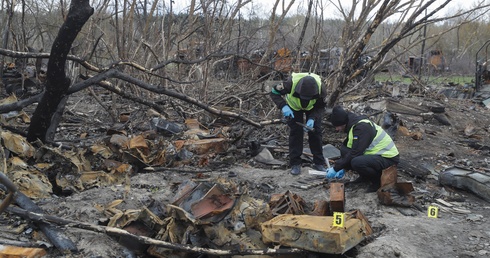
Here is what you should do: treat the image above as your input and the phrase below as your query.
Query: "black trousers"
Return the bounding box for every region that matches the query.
[288,110,325,166]
[340,146,399,185]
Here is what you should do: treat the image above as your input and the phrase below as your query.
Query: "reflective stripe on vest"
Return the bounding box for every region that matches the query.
[347,119,398,158]
[286,73,322,111]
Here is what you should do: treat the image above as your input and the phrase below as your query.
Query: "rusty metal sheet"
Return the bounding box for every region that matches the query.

_ _ _ _

# Travail demandé:
Transforme en liste numérotée les lignes de toutes les entrées ci-dessus, sans les lignes vides. Omets les images dans la réponse.

# Sortie complète:
1. Here is what you should do: treat the image above as your input and the phrase below as your query.
2. Query: "black trousers"
3. Return the bounding box for every region that matches the query.
4. [288,110,325,166]
5. [340,146,399,185]
6. Here is what you should do: treat the image above as your input and the phrase below as your query.
7. Query: "reflective stripe on vest"
8. Return the bounding box for every region that matches the query.
9. [347,119,398,158]
10. [286,73,322,111]
11. Here is what you should do: treat the image above as your input and the phrase below as your query.
12. Query: "rusty metal sheet"
13. Return the bounding box for every region that matches the query.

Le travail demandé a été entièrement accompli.